### TEXT:
====

United States District Court, S.D. New York

May 17, 2017


          Attorneys for Plaintiff TROUTMAN SANDERS LLP By: James M. Bollinger, Esq. Timothy P. Heaton, Esq. Phoenix S. Pak, Esq. Katherine Harihar, Esq.

          Attorneys for Defendants BLANK' ROME LLP By: Kenneth L. Bressler, Esq. BLANK ROME LLP By: Russel T. Wong, Esq. Linh Bui, Esq.


          ROBERT W. SWEET U.S.D.J.

         Defendants Daktronics, Inc. and Daktronics Hoist, Inc. ("Daktronics" or the "Defendants") have moved for reconsideration of this Court's October 26, 2016 decision to deny Defendants' motion for summary judgment on non-infringement regarding Defendants' Vortek winch and Plaintiff Olaf Soot Design, LLC's ("Olaf Soot" or the "Plaintiff") U.S. Patent No. 6, 520, 485 ("the M85 Patent"). For the reasons set forth below, Defendants' motion for reconsideration is denied.

====

### RAW RECORDS:
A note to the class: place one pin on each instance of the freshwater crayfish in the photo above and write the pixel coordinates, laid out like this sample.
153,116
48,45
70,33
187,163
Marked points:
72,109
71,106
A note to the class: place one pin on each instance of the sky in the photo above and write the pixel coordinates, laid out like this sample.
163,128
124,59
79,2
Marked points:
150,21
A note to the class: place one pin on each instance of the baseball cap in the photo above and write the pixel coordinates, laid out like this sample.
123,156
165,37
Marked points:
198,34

====

### DIRECTION:
In the court opinion:
(a) Which law firm is listed as representing the plaintiff?
(b) On what date was the decision that the defendants want reconsidered issued?
(c) What is the outcome of the defendants' motion for reconsideration?

### FULL OUTPUT:
(a) Troutman Sanders LLP
(b) October 26, 2016
(c) It is denied.